## PROMPT
Transcribe every record that appears below, exactly and in full.
━━━━━━━━━━━━━━━━━━━━
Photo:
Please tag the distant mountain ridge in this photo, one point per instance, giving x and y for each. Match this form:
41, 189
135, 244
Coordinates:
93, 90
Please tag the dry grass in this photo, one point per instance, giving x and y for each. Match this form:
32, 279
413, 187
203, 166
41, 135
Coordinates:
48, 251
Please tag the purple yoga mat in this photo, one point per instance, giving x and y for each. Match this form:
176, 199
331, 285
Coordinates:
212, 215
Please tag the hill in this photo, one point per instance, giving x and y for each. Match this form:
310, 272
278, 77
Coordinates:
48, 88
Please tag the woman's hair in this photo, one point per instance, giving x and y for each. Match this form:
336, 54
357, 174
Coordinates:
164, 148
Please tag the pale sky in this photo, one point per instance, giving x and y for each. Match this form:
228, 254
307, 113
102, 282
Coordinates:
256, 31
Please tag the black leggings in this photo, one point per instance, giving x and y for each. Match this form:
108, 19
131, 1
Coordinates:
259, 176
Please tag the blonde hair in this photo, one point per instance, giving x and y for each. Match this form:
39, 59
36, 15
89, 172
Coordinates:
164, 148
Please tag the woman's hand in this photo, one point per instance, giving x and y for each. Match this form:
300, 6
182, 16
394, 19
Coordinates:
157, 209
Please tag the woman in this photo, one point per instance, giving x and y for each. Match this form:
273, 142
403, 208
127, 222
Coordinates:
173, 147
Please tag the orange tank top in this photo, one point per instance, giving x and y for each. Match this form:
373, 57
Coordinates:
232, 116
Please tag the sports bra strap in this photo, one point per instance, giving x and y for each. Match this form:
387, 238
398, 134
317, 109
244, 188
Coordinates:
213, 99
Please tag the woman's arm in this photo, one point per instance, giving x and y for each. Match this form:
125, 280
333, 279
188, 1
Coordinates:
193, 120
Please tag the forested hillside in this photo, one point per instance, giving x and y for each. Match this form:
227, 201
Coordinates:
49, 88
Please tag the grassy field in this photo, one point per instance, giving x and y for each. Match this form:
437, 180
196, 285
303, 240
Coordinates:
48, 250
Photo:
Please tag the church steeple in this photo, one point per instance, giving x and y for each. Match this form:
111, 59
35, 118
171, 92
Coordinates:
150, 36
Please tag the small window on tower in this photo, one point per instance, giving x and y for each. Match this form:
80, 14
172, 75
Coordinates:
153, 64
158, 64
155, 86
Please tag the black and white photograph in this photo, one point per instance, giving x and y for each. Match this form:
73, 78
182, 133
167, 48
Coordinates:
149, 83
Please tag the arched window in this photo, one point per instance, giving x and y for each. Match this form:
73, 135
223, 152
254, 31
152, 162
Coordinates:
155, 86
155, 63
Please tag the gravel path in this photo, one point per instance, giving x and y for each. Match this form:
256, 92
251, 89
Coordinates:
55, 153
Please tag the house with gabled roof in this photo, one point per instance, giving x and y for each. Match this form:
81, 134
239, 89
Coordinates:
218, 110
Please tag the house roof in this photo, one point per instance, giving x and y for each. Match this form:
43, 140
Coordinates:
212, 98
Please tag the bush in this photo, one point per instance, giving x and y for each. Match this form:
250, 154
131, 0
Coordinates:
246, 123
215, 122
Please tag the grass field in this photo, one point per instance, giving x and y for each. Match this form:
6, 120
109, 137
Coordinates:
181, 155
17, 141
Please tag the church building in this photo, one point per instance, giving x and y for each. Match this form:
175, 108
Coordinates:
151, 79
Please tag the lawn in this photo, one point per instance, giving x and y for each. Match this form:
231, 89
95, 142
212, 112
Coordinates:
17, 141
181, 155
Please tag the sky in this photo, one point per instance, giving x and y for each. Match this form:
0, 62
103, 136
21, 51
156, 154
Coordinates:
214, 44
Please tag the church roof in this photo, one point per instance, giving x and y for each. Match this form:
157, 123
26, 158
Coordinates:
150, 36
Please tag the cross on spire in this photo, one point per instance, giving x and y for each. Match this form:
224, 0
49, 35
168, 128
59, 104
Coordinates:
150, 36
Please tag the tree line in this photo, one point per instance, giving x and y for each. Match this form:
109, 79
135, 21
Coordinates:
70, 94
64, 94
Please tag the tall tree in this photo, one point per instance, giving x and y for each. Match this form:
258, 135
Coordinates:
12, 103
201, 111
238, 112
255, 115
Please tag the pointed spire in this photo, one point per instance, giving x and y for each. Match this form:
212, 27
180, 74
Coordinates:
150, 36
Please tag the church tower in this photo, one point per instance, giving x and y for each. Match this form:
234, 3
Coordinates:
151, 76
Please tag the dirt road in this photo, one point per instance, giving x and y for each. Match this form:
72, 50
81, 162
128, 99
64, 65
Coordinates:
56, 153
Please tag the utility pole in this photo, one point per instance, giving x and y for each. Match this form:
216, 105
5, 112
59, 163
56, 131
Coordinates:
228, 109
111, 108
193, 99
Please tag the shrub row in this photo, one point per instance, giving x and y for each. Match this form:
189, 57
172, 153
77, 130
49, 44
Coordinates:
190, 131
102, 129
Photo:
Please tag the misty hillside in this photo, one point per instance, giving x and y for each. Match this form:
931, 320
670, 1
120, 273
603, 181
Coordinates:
━━━━━━━━━━━━━━━━━━━━
## WRITTEN REPLY
Photo:
Please tag the distant mountain ridge in this photo, one point per instance, giving x and y for each. Match this form:
41, 189
135, 244
Coordinates:
93, 90
Please tag the dry grass in this photo, one point per instance, giving x and y for each. Match this form:
32, 279
413, 187
203, 166
41, 135
Coordinates:
48, 251
Please tag the purple yoga mat in this photo, one point per instance, giving x and y for each. Match this form:
176, 199
331, 285
Coordinates:
212, 215
Please tag the hill in this photo, one point per instance, giving x and y for each. Match this form:
310, 272
278, 77
Coordinates:
48, 88
Please tag the woman's hair in this photo, one point per instance, giving x and y for each. Match this form:
336, 54
357, 174
Coordinates:
164, 148
Please tag the pale sky in this photo, one point per instance, giving x and y for each. Match this form:
228, 254
307, 113
102, 282
Coordinates:
256, 31
Please tag the black leggings in this photo, one point per instance, giving x and y for each. Match this form:
108, 19
131, 1
Coordinates:
259, 176
Please tag the blonde hair in this photo, one point per instance, giving x and y for each. Match this form:
39, 59
36, 15
89, 172
Coordinates:
164, 148
Please tag the woman's hand in this photo, one point per instance, giving x and y for each. Match this form:
300, 6
182, 16
394, 19
Coordinates:
157, 209
Please tag the woman in this photo, one point per instance, giving x and y for each. Match this form:
273, 142
403, 208
127, 222
Coordinates:
173, 147
Please tag the orange tank top in this photo, one point per instance, giving x and y for each. Match this form:
373, 57
Coordinates:
232, 116
Please tag the sports bra strap in this photo, one point per instance, giving x and y for each. Match this form:
387, 238
398, 134
317, 109
244, 188
Coordinates:
213, 99
Please tag the woman's arm in this photo, one point per instance, giving x and y for each. Match this form:
125, 280
333, 279
188, 1
Coordinates:
193, 120
Please tag the forested hillside in this photo, one point per instance, giving x and y for each. Match this form:
227, 201
Coordinates:
49, 88
Please tag the grassy field in this photo, one point per instance, giving x and y for each. Match this form:
437, 180
196, 285
303, 240
Coordinates:
48, 250
Photo:
Please tag the church steeple in this photo, one point per instance, giving x and y for each. Match this form:
111, 59
35, 118
171, 92
Coordinates:
150, 36
Please tag the small window on tower in this photo, one point per instance, giving x and y for each. Match this form:
80, 14
172, 75
Coordinates:
153, 64
158, 64
155, 86
Please tag the black and white photograph in this photo, one point per instance, giving x and y for each. Match this form:
73, 78
182, 133
167, 48
Coordinates:
149, 83
Please tag the arched window in this photo, one point per instance, giving x and y for each. Match this form:
73, 135
223, 152
254, 31
152, 162
Coordinates:
155, 86
155, 63
Please tag the gravel path in this photo, one point per instance, giving x and y for each. Match this form:
256, 92
251, 89
Coordinates:
55, 153
Please tag the house with gabled roof in this photo, one point per instance, giving x and y for each. Match this form:
81, 134
239, 89
Coordinates:
218, 110
Please tag the house roof in this photo, one point per instance, giving x and y for each. Match this form:
43, 140
Coordinates:
212, 98
Please tag the bush in this photo, one point per instance, giving x and y for each. Match this form:
250, 154
131, 0
Coordinates:
246, 123
215, 122
Please tag the grass field in this photo, one point per instance, giving x and y for each. Match this form:
6, 120
109, 137
Coordinates:
181, 155
17, 141
Please tag the church building in this photo, one point per instance, giving x and y for each. Match this form:
175, 108
Coordinates:
151, 79
Please tag the lawn in this photo, one point per instance, giving x and y for each. Match this form:
231, 89
95, 142
212, 112
Coordinates:
17, 141
181, 155
Please tag the sky in this photo, one point per instance, giving x and y for each. Match this form:
0, 62
103, 136
21, 51
156, 154
Coordinates:
214, 44
Please tag the church roof in this photo, one point per instance, giving x and y for each. Match this form:
157, 123
26, 158
Coordinates:
150, 36
Please tag the cross on spire in this photo, one point per instance, giving x and y for each. Match this form:
224, 0
49, 35
168, 128
59, 104
Coordinates:
150, 36
Please tag the tree line in this photo, one point per instance, giving x and y for each. Match this form:
109, 79
135, 21
Coordinates:
70, 94
64, 94
Please tag the tall tree in this photo, one point per instance, giving x and y for each. Match this form:
258, 135
Coordinates:
12, 103
201, 111
238, 112
255, 115
Please tag the pointed spire in this photo, one point per instance, giving x and y for each. Match this form:
212, 27
180, 74
Coordinates:
150, 36
Please tag the church tower in this photo, one point per instance, giving x and y for each. Match this form:
234, 3
Coordinates:
151, 76
Please tag the dirt road in this photo, one point per instance, giving x and y for each. Match this form:
72, 50
81, 162
128, 99
64, 65
Coordinates:
56, 153
Please tag the utility pole in this photo, one point per instance, giving x and y for each. Match this form:
216, 105
5, 112
59, 163
56, 131
Coordinates:
228, 109
111, 108
193, 99
Please tag the shrub row in this photo, one point per instance, giving x and y for each. Match this form:
189, 57
172, 153
77, 130
49, 44
Coordinates:
190, 131
102, 129
Photo:
Please tag the misty hillside in this photo, one point per instance, giving x and y for each. Match this form:
931, 320
670, 1
120, 273
603, 181
Coordinates:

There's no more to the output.